### Material supplied ###

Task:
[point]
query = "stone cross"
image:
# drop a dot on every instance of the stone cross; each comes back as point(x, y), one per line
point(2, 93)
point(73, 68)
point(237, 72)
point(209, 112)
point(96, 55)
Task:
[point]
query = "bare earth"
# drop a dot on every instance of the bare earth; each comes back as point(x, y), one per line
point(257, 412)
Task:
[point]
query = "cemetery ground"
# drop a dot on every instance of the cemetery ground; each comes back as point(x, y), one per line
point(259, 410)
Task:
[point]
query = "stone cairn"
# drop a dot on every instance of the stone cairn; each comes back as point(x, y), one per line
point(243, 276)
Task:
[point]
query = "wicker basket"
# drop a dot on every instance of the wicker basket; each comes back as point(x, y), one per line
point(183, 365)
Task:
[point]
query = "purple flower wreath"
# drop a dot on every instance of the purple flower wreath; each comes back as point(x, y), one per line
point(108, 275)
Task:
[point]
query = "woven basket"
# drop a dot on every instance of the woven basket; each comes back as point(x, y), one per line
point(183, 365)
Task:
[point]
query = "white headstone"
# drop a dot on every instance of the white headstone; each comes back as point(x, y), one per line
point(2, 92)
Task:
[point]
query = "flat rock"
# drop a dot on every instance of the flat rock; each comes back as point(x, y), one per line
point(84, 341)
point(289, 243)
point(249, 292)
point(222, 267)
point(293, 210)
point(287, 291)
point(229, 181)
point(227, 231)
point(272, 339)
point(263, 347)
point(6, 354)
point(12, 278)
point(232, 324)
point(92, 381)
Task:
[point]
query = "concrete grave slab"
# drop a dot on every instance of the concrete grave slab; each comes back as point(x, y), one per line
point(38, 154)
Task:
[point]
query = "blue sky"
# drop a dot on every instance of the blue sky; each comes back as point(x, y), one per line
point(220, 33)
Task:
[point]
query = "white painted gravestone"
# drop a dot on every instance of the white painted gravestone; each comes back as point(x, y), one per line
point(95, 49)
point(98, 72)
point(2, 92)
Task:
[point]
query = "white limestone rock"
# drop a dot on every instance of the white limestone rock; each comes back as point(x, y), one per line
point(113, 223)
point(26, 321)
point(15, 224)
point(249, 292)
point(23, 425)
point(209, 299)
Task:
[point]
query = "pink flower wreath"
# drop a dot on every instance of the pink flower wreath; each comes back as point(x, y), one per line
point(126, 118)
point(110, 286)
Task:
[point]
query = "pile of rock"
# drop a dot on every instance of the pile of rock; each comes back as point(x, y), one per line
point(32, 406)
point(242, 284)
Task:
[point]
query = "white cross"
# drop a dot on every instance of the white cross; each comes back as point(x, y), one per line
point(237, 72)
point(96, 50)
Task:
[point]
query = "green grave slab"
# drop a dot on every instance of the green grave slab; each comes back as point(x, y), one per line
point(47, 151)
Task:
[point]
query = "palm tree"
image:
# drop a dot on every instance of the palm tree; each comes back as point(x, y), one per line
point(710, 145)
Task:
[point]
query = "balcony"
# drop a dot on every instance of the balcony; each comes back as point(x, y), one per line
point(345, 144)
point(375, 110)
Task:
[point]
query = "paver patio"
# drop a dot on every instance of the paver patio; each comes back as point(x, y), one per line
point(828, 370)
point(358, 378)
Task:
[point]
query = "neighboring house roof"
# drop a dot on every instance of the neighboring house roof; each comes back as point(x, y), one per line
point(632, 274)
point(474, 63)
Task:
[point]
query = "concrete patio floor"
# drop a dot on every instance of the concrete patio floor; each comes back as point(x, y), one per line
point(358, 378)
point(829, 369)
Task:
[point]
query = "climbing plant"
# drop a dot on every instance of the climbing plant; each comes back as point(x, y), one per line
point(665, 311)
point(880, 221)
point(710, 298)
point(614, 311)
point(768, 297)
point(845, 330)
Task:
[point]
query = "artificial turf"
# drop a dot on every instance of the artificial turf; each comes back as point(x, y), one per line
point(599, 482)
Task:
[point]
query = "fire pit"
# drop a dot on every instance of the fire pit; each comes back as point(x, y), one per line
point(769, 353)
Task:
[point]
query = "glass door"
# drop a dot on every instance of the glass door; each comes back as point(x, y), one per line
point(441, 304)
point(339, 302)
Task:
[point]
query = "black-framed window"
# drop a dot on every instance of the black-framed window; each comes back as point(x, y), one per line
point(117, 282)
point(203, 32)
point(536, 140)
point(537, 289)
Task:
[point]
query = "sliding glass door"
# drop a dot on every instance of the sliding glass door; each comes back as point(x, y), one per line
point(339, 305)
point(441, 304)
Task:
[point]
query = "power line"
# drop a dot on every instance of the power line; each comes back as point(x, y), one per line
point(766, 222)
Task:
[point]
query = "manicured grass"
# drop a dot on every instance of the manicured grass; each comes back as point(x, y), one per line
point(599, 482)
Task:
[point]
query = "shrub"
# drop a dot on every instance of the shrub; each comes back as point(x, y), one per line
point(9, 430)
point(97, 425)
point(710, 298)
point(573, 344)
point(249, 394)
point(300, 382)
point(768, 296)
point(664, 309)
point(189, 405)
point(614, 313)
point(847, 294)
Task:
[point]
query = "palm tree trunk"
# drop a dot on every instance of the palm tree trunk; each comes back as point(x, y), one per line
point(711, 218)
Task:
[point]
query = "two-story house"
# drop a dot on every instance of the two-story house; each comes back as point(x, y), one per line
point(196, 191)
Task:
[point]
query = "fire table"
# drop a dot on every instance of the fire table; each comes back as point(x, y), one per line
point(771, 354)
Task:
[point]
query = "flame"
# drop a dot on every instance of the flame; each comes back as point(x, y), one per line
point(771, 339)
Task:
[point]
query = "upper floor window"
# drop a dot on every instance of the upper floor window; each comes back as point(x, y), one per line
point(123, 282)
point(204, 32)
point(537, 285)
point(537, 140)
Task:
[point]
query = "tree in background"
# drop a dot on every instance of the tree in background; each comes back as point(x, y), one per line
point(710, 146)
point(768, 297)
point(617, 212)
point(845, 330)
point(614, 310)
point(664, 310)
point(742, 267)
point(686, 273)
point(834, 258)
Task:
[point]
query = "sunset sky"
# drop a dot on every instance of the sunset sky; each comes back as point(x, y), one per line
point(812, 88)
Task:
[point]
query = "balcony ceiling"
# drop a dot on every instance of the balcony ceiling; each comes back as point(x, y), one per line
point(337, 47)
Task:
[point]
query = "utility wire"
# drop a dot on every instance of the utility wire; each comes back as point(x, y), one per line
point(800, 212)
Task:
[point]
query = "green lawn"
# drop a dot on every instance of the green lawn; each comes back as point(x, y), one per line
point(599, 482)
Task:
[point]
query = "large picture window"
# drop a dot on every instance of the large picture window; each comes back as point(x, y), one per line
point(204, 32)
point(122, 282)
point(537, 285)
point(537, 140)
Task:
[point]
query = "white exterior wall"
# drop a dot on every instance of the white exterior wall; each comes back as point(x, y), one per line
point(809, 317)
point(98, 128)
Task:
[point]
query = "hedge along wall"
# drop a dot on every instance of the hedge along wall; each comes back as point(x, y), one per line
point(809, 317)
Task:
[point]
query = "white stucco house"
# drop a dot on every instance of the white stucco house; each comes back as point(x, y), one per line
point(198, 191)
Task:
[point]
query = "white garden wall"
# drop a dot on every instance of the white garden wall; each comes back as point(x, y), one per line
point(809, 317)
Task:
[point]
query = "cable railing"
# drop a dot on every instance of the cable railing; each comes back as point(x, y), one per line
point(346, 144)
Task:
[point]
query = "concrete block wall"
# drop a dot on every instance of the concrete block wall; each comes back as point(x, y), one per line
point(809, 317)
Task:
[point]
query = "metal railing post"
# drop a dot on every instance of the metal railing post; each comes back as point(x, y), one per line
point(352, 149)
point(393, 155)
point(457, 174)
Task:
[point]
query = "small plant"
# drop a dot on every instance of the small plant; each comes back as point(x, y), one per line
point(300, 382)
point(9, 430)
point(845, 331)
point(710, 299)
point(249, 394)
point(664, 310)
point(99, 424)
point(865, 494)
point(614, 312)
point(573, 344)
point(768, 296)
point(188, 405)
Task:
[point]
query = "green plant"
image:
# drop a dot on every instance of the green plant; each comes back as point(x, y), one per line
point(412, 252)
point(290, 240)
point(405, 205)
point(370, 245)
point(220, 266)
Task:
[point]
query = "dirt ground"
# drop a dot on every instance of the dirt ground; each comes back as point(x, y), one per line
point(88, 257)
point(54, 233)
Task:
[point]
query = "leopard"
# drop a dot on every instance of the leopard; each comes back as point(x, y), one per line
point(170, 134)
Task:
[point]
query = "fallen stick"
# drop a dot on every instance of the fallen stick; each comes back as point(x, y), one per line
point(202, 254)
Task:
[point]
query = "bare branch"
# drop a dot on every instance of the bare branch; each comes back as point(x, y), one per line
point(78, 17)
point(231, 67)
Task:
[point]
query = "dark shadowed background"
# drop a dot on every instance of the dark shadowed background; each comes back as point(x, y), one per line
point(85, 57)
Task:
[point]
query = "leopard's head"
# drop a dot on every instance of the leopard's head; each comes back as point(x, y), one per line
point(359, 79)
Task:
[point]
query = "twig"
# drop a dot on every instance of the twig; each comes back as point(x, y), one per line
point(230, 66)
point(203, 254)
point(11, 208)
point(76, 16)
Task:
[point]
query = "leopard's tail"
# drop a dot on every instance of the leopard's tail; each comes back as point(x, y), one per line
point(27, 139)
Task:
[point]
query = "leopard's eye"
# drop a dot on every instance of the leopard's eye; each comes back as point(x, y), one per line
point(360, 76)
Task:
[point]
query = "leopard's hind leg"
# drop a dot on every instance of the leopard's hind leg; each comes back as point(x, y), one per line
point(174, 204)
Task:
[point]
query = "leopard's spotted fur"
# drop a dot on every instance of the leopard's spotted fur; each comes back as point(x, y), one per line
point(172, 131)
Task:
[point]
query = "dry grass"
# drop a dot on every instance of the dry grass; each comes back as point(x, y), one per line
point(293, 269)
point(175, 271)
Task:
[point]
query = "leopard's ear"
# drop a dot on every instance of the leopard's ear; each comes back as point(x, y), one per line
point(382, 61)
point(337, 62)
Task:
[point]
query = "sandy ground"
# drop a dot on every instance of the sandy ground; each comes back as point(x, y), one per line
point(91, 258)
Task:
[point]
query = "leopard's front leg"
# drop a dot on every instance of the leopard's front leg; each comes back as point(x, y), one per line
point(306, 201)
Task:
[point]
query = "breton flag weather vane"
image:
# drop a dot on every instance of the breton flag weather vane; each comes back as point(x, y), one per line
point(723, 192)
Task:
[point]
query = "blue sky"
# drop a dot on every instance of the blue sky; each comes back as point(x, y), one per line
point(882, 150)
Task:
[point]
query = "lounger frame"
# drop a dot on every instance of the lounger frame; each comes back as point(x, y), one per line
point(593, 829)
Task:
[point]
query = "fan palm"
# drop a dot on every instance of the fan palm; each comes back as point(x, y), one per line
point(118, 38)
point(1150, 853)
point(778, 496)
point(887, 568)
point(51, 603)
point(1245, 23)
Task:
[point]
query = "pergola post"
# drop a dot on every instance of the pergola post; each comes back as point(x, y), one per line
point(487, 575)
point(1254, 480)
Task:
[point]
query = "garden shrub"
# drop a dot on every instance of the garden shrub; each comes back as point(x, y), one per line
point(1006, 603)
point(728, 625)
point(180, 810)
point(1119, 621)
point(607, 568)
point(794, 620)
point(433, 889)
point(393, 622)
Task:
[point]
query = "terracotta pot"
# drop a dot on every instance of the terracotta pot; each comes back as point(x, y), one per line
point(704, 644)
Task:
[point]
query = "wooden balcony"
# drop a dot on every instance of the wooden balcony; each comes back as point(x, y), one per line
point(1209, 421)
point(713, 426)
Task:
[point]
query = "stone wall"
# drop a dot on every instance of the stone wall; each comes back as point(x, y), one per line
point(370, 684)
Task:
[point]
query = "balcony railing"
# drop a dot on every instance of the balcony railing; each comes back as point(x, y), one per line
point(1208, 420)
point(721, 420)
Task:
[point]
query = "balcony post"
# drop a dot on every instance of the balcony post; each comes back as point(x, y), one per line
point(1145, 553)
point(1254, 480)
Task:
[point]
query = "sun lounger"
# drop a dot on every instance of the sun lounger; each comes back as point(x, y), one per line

###

Task statement » Once the line containing "# drop a dot on every instance of the stone wall;" is found, please retype it and every remaining line of the listing above, exactly, with nothing else.

Answer space »
# drop a dot on every instance of the stone wall; each comes back as point(x, y), one per line
point(370, 684)
Task:
[point]
query = "balcony railing"
# drop a dot on every instance of the balcony railing; each comes back as point(x, y), one per line
point(1208, 420)
point(721, 420)
Task:
[point]
query = "balcony post"
# drop a dot on every instance of the balcony post; each comes back as point(x, y), one per line
point(1145, 553)
point(1254, 480)
Task:
[point]
query = "sun lounger"
# drop a dot on every instance of the sun lounger; each comes back as point(x, y), one per line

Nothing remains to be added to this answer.